## What the task requires
Pull out every line of the material below that contains the word "strawberry".
── Data for processing
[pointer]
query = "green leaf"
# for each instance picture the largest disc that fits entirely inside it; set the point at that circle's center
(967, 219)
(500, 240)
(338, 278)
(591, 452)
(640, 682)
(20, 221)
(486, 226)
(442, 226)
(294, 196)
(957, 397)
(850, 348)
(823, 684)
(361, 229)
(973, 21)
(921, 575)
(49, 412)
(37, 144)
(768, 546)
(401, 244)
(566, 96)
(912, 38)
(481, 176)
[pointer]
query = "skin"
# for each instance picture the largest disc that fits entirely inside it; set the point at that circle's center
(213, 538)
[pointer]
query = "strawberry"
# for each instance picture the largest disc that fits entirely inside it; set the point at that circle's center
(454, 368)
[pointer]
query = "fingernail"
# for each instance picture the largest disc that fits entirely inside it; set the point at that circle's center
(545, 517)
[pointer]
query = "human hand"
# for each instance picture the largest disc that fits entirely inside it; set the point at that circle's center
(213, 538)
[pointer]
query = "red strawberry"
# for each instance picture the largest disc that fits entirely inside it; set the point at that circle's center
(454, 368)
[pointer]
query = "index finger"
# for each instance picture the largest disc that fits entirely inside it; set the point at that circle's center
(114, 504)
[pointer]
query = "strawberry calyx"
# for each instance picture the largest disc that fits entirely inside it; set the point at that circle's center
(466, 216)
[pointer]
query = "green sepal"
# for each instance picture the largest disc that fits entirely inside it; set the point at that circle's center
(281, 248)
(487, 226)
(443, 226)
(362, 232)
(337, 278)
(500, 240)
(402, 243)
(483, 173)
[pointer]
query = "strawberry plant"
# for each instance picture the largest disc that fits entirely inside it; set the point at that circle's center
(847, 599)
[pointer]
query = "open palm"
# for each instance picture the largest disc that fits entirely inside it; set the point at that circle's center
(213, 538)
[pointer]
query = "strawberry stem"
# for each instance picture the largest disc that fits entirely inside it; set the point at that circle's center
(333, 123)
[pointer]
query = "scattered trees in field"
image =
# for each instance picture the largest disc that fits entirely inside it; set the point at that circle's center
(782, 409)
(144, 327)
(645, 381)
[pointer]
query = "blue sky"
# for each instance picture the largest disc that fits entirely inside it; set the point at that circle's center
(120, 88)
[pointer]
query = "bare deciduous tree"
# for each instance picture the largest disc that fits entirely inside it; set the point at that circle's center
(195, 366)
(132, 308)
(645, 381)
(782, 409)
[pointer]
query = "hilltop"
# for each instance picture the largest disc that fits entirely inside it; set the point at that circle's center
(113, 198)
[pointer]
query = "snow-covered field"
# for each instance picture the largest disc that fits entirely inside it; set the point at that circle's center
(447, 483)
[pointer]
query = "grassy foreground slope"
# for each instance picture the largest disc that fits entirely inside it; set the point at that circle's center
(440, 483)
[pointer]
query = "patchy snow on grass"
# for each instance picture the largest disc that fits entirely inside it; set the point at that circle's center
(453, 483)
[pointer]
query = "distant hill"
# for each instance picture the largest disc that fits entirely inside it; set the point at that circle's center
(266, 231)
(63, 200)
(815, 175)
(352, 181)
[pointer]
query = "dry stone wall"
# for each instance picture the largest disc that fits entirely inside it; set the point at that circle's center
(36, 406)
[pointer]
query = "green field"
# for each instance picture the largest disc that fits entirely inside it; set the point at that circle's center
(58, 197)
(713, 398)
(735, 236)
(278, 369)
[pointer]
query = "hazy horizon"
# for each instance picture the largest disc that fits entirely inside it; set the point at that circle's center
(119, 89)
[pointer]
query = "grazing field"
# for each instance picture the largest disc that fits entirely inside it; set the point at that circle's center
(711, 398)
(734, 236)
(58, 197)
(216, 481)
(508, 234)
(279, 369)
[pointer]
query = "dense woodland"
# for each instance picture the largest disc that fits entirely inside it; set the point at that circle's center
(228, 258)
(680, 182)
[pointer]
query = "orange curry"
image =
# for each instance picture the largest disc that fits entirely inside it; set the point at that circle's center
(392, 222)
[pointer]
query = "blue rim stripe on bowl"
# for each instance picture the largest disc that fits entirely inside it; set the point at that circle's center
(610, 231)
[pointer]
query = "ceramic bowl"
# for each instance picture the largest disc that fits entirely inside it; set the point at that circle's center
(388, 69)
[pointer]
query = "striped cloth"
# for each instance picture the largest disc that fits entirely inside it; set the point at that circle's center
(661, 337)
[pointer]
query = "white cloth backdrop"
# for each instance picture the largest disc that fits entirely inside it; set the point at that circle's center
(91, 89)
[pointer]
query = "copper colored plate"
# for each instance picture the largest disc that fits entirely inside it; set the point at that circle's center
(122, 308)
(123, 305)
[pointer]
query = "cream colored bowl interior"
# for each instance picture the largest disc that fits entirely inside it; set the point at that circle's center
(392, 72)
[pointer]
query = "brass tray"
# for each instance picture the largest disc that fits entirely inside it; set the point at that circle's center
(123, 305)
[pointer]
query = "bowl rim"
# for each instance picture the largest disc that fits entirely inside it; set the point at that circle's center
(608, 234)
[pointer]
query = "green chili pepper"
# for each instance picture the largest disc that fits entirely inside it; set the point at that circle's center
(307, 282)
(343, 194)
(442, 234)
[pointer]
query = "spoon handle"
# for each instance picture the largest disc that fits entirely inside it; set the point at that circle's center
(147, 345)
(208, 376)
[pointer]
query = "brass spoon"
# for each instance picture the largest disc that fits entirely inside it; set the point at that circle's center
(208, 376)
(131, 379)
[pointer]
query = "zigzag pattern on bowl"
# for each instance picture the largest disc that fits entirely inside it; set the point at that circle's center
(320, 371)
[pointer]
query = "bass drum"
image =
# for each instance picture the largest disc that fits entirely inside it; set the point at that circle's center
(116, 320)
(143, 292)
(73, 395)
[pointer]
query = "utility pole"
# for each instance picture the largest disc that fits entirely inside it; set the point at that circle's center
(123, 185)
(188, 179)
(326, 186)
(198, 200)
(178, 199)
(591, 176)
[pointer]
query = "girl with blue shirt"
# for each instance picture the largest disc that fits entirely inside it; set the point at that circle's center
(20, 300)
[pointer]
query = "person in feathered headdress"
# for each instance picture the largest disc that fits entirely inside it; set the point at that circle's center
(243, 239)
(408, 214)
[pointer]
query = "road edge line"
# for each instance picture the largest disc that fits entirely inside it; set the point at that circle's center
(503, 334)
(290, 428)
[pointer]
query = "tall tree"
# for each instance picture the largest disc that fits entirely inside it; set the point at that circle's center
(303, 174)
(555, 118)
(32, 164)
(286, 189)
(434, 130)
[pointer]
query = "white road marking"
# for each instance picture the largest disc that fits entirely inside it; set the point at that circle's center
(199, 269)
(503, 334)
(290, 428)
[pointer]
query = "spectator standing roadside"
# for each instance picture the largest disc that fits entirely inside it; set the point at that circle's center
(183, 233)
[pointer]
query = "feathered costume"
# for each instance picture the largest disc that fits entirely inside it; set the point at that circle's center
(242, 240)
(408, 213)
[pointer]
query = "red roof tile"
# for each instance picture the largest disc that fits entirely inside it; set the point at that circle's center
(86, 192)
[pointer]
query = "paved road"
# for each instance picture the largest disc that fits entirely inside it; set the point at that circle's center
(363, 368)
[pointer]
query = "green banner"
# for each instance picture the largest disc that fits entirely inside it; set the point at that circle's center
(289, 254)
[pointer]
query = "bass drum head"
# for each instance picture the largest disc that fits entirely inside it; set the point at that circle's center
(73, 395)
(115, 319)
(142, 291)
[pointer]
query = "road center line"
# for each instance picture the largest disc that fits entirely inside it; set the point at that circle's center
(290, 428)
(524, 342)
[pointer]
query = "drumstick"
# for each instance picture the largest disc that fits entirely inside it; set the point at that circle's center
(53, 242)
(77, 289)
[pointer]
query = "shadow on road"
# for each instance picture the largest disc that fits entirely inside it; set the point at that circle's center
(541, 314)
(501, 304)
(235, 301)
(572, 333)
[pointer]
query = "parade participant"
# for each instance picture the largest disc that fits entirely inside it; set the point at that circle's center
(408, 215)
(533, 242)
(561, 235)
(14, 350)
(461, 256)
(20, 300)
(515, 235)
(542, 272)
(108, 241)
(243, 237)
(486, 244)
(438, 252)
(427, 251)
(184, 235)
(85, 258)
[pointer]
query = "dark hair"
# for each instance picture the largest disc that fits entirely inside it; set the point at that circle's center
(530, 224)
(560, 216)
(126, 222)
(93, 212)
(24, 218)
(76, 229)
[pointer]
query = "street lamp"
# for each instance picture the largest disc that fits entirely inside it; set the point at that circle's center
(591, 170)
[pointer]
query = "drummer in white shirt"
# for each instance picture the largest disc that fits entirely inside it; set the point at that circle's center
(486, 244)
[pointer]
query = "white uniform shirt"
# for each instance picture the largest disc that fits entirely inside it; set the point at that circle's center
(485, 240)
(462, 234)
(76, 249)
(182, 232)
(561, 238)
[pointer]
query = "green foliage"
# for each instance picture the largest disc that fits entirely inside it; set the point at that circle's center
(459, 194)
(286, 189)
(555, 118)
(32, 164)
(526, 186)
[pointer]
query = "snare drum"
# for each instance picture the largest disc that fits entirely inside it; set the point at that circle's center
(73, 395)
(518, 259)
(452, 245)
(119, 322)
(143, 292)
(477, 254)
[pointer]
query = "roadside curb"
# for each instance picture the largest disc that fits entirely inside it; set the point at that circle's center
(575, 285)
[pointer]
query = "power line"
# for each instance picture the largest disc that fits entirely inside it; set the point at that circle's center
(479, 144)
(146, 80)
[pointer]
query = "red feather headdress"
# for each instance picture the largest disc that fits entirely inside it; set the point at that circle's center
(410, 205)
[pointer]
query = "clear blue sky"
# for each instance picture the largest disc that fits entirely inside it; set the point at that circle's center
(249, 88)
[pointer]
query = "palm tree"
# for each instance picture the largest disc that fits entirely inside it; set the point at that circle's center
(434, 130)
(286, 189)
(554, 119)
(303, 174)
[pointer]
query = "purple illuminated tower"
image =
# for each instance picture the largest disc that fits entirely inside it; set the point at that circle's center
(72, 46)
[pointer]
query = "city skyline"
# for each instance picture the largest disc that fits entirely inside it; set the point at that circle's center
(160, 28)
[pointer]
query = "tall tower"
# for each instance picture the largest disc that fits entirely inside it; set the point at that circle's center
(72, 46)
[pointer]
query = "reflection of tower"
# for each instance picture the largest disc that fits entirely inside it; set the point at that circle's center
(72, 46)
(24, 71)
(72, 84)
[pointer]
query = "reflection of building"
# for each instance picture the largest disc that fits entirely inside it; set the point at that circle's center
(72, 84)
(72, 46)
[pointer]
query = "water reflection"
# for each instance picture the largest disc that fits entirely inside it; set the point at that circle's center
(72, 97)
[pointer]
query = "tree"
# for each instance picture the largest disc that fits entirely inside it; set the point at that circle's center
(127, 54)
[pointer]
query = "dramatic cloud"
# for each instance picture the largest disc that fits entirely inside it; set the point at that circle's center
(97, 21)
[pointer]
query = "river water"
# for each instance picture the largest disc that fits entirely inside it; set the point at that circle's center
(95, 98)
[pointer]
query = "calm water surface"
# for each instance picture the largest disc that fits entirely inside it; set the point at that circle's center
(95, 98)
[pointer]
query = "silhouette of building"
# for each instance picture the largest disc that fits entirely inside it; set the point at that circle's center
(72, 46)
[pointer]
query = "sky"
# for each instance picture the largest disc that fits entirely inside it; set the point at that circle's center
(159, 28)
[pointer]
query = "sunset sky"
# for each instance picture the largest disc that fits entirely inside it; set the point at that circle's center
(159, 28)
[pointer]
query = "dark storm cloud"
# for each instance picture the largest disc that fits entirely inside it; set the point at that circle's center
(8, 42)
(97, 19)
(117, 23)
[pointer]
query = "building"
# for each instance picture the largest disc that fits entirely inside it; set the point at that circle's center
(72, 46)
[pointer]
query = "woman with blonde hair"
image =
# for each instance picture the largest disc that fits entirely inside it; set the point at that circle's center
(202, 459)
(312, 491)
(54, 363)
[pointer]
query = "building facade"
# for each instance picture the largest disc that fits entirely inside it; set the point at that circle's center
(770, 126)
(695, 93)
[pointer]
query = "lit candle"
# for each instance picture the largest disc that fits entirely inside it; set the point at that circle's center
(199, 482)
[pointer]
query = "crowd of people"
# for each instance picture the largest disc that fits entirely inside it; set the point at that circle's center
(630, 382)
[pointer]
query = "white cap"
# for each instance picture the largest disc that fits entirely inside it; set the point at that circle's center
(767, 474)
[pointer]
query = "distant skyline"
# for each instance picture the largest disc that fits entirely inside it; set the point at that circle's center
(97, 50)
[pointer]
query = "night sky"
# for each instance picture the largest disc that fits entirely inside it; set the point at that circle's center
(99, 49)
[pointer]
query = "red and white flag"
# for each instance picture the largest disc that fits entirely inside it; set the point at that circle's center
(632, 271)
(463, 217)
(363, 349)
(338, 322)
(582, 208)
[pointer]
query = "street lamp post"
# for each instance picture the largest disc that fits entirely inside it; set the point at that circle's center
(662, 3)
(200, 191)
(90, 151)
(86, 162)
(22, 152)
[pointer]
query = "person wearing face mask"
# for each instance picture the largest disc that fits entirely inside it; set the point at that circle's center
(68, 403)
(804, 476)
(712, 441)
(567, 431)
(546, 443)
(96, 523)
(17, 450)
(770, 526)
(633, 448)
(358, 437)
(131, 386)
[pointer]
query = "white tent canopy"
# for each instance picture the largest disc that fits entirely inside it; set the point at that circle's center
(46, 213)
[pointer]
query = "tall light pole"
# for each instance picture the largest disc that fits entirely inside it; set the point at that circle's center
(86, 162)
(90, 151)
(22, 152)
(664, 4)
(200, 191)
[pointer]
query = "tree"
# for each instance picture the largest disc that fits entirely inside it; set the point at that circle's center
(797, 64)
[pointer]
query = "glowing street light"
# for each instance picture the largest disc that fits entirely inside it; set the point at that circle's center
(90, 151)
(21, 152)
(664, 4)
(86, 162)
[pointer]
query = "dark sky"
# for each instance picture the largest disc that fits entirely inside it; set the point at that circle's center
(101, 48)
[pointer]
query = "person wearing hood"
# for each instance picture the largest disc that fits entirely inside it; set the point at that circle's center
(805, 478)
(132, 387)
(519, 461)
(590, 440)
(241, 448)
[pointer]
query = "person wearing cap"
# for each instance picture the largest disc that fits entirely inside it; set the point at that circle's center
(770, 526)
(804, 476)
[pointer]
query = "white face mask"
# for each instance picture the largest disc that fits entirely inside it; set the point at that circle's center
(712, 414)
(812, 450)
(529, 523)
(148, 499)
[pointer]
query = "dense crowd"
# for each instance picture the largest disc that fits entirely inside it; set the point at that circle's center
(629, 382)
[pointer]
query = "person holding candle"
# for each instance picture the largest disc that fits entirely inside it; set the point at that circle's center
────
## Expected output
query = "strawberry"
query = "red strawberry"
query = "strawberry calyx"
query = "strawberry plant"
query = "strawberry stem"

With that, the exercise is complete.